Photo: Muhammed Hanan
Photo: Muhammed Hanan

Salary expenditure

A much talked about narrative is that Kerala meets the salary expenditure through borrowing. Is it true? Estimated salary expenditure during the current fiscal is Rs 41980 that is 31.31 % of the total revenue receipts. Salary and pension together constitute 51.32% of our total revenue receipts. Adding interest as well to this group, it comes to 70.68%. The narrative that Kerala draws from borrowed money for meeting salary, pension and interest expenses is wrong, misleading, and ill intentioned. The composition of salary expenditure is also vital. Salary of teachers , health workers and development departments constitute 78% of our total salary expenditure. To put it in another way, 78% of our salary is development expenditure. Only 22% is expended on pure administrative services. Hike in Salary expenditure two years immediately after the revision is a cyclic phenomenon. Salary in 2015-16 was 14796 crores which has grown to 22259 crores in 2017-2018 , registering a hike of 36%. It shall get consolidated over years. Average emoluments in Kerala is more or less comparable to national average or same as of the pay bands provided by the national pay commissions. The difference is in the number of employees in development sectors. A recent data showed that the number of CHCs in Kerala is 171% higher than the nationally determined standards. Moreover, all such CHCs Provide Service of specialist doctors such as physicians, Surgeons, gynaecologist and paediatricians. Is it advisable or desirable to dispense with such services? Our enrolment rate in higher secondary is more than 80% and it needs to be improved. Can Kerala contain the salary expenditure for teachers ? It is unrealistic and undesirable to substantially reduce the salary expenditure.

* * *

## Exercise
Continue the passage on Kerala's salary expenditure from its last sentence. The entries have nothing to do with this passage.

## Excerpted records
* * *

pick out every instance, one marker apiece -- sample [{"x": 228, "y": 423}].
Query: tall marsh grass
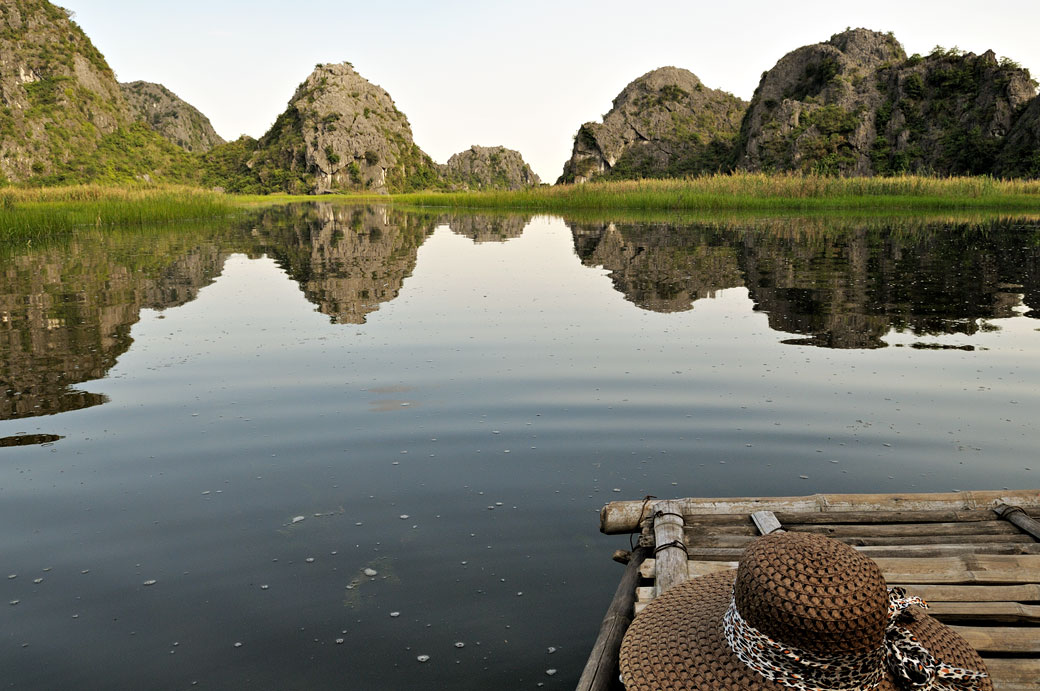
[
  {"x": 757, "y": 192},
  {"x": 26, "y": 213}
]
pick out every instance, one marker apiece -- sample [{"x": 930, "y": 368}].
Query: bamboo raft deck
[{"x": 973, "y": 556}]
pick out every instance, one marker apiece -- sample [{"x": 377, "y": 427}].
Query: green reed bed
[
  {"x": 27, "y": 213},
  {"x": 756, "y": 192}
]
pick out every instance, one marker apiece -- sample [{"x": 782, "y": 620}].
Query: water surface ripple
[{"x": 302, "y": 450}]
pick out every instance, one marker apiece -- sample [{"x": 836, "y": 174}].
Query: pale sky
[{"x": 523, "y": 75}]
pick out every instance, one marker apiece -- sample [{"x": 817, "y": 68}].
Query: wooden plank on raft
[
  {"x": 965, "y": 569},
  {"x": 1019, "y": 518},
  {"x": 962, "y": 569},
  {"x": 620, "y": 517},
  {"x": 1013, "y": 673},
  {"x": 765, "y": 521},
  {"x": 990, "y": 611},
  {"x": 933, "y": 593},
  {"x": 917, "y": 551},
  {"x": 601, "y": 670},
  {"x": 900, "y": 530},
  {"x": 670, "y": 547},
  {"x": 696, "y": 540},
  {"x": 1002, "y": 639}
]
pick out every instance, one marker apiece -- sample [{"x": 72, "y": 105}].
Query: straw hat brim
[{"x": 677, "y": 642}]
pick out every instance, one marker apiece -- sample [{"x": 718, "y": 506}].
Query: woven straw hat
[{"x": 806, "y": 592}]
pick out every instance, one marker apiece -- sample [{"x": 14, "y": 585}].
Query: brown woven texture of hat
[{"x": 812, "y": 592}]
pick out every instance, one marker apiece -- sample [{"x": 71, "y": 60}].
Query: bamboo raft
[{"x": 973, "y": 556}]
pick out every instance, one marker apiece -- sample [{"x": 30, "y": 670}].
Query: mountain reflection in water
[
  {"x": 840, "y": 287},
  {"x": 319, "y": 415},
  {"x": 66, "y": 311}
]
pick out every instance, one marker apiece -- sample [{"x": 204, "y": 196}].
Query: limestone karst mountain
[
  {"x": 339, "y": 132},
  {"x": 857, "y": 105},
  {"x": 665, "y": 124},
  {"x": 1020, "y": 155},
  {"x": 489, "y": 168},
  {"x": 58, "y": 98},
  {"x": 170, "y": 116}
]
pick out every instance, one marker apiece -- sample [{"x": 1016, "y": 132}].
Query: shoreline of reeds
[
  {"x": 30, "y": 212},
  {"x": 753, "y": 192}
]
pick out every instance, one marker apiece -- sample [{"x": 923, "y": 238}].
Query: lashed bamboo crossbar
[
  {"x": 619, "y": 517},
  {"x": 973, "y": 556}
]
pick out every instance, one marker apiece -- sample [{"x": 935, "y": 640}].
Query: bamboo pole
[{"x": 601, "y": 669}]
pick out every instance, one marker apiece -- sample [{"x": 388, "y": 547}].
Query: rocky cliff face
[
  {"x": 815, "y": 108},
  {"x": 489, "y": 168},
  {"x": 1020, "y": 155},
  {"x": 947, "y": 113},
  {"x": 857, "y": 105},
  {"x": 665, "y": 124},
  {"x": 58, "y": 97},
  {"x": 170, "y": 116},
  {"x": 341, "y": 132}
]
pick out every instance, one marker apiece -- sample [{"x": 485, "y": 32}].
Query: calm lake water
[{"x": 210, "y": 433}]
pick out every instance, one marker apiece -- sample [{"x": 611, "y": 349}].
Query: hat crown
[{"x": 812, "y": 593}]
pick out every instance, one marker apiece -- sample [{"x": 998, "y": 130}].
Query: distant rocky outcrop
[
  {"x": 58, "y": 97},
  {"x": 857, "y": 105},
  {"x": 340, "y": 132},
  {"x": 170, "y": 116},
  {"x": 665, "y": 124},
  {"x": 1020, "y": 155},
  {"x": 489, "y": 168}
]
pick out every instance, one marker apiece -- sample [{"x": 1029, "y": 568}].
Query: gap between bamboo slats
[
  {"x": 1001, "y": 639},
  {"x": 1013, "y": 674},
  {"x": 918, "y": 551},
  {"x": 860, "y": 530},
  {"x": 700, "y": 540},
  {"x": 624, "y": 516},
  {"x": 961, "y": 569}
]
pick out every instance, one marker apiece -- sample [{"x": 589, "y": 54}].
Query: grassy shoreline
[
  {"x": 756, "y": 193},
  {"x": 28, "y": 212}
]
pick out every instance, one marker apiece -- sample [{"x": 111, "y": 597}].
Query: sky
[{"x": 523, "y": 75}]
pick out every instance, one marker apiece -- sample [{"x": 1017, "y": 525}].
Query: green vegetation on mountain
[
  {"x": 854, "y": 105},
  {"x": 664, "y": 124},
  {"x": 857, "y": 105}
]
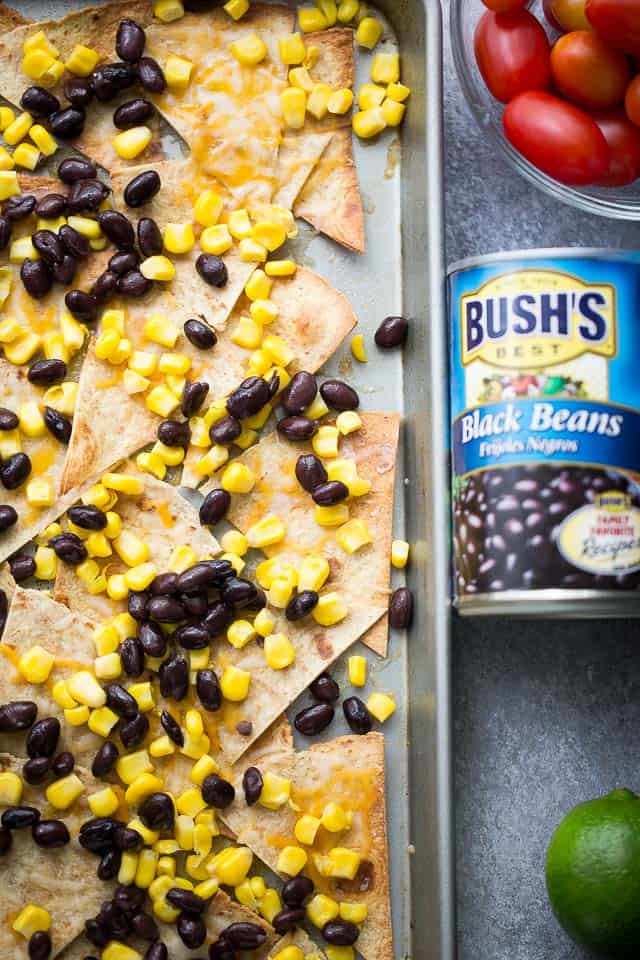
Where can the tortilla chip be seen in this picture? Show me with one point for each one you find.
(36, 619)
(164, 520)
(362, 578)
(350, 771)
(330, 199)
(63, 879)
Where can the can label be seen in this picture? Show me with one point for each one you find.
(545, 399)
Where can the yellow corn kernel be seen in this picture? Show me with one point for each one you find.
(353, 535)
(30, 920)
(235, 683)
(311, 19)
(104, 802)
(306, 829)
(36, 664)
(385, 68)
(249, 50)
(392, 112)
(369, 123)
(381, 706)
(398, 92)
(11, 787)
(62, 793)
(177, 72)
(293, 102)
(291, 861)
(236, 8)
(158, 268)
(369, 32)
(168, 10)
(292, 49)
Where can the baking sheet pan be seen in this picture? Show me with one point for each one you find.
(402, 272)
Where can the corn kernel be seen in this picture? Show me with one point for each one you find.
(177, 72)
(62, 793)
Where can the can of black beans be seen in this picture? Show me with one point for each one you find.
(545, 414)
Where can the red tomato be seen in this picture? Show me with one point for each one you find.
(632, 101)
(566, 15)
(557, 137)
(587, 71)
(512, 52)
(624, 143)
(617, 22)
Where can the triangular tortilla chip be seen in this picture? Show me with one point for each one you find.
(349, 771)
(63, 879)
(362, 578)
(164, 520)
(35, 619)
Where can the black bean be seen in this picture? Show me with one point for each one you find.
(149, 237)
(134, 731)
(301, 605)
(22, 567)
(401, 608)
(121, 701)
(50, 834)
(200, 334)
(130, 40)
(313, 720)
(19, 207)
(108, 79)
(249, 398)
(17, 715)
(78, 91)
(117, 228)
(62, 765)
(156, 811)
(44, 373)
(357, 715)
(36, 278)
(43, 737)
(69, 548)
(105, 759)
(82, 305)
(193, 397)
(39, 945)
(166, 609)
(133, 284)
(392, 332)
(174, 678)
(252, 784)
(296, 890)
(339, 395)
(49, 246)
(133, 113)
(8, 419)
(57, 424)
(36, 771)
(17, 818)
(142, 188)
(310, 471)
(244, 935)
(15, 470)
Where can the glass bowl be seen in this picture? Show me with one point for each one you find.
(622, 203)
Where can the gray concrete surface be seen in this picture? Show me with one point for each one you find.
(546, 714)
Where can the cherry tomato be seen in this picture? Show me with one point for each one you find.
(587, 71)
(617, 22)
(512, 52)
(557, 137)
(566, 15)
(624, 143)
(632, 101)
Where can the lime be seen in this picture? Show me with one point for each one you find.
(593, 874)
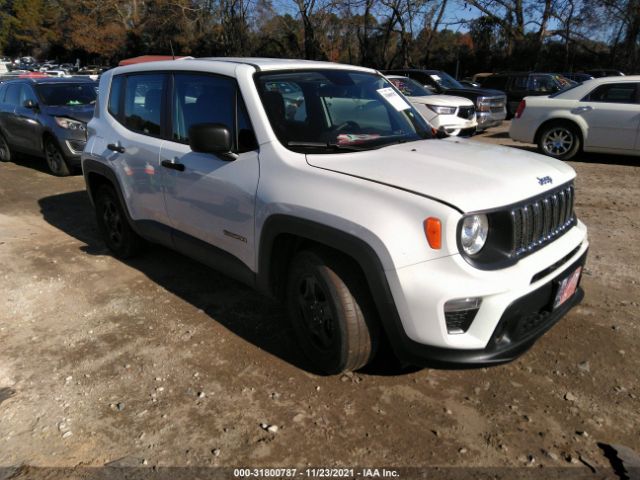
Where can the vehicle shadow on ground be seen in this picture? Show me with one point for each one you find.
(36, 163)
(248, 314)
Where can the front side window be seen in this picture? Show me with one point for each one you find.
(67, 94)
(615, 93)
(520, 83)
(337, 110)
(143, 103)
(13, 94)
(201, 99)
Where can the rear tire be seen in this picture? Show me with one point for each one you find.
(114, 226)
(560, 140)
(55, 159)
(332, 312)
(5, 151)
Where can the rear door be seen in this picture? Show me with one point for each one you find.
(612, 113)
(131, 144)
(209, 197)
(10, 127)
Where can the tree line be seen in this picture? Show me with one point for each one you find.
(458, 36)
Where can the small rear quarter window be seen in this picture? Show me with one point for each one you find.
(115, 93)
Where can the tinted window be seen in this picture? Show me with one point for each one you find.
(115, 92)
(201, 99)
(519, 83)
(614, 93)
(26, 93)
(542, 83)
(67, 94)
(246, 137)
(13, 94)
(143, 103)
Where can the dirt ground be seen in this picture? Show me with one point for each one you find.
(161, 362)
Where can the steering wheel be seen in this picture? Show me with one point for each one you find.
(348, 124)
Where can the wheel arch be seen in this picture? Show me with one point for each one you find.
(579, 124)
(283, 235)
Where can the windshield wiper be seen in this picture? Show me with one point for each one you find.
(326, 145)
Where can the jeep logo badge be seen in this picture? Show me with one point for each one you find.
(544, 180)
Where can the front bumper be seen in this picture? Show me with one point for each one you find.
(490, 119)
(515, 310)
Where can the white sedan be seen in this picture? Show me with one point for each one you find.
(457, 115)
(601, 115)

* * *

## Solved problem
Photo: Muhammed Hanan
Photo: Muhammed Hanan

The way forward

Whatever austerity is possible must be adopted. But it may not suffice to set the balance right. The way forward is increasing the revenue income. As everyone knows, revenue income constitutes state own revenue and the central transfers. In 2022-23 , states on aggregate get 45% of their total revenue as central transfers whereas our share of central transfers in total revenue is 36% only. Kerala’s State Own revenue constitute 64% of total revenue receipts. Declining share in devolution and discrimination in state specific grants and CSS together make this sharp difference. The decline in horizontal share in devolution over 10th to 15th Finance commissions alone causes a loss of 16000 crores per year. No balance is possible without addressing this huge loss sustained by the state.

Our Own revenue is 7% of GSDP which is above the national average of 6.7%. We must improve this further, but it is unrealistic to expect that it may reach 8.5% as in the latter half of 80s. Since 1987 Kerala has been registering robust growth thereby improving the Per capita income. But Taxing income is a domain available to the Union Government and our tax domain is basically limited to tax on sale/ supply.

K N Balagopal, Finance minister of Kerala   / Photo: Wikipedia
K N Balagopal, Finance minister of Kerala / Photo: Wikipedia

We must do whatever possible to contain the expenditure and to improve our own revenue. But Fair share in central transfers and flexibility in the GST regime providing the state to choose the tariff from a given range for goods and services alone can settle the imbalance. Discarding the discrimination and hovering around trivial things , nothing can be set right.